ФРАГМЕНТ ТЕКСТА ▸
————

Но собственный голос автора звучит не только в примечаниях. Авторское присутствие отчетливо ощущается и в образе протагониста повествования. Роа Бастос признавался впоследствии, что поставил себе задачу «отождествиться» с Верховным, усвоить его логику, его мировоззрение, — и характерно, что, делая это признание, он напомнил слова своего героя, полностью с ними согласившись: «Если хочешь любой ценой говорить о ком-нибудь, то для этого мало встать на его место: нужно быть им. Писать можно только о себе подобном».
Перевоплощение писателя в своего героя — необходимое и общеизвестное условие творческого процесса. Но парагвайский романист и в этом отношении заходит гораздо дальше, чем это бывало в классике. Перевоплощаясь в Верховного, он не только «отыскивает его чувства, его мысли в самом себе», но и наделяет его собственным опытом — подчас и таким, который решительно выходит за рамки реальных возможностей исторического диктатора.
Ведь именно конкретному опыту автора, проштудировавшего все труды о Франсиа, обязан Верховный своей невероятной способностью рассуждать об этих трудах — в том числе и о тех, которые увидели свет лет через сто двадцать после его смерти. И столь же конкретный, личный, можно сказать, выстраданный опыт писателя Роа Бастоса присутствует в размышлениях диктатора о том, как и зачем пишутся книги, в его борьбе с непослушным языком, в форменных «муках слова», которые он испытывает, наконец, в игре слов, которой он постоянно предается на удивление читателю.

————

ТЕКСТ ЗАДАНИЯ A ▸ Повторите без изменений часть фрагмента о романе Роа Бастоса: всё от слов «Перевоплощение писателя в» и вниз до слов «возможностей исторического диктатора.».
ТЕКСТ ЗАДАНИЯ B ▸ Какую задачу, согласно фрагменту о романе Роа Бастоса, писатель поставил себе по отношению к Верховному?

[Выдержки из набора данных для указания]

————

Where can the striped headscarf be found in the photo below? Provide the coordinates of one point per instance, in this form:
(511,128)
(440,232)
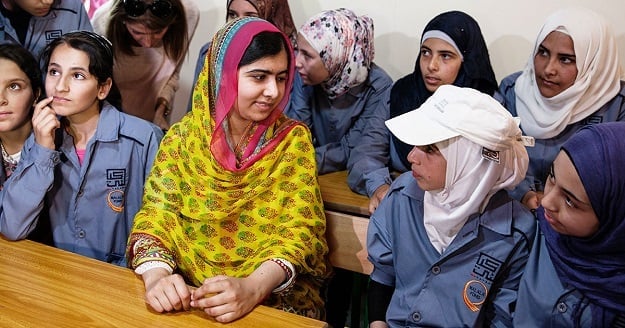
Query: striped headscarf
(276,12)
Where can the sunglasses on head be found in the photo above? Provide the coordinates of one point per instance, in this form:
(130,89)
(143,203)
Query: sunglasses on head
(159,8)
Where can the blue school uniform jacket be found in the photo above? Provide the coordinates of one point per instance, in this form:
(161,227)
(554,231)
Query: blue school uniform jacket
(65,16)
(545,150)
(91,207)
(473,283)
(349,131)
(543,300)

————

ОТВЕТ НА ЗАДАНИЕ A ▸
Перевоплощение писателя в своего героя — необходимое и общеизвестное условие творческого процесса. Но парагвайский романист и в этом отношении заходит гораздо дальше, чем это бывало в классике. Перевоплощаясь в Верховного, он не только «отыскивает его чувства, его мысли в самом себе», но и наделяет его собственным опытом — подчас и таким, который решительно выходит за рамки реальных возможностей исторического диктатора.

ОТВЕТ НА ЗАДАНИЕ B ▸ Он поставил себе задачу «отождествиться» с Верховным, то есть усвоить его логику и его мировоззрение.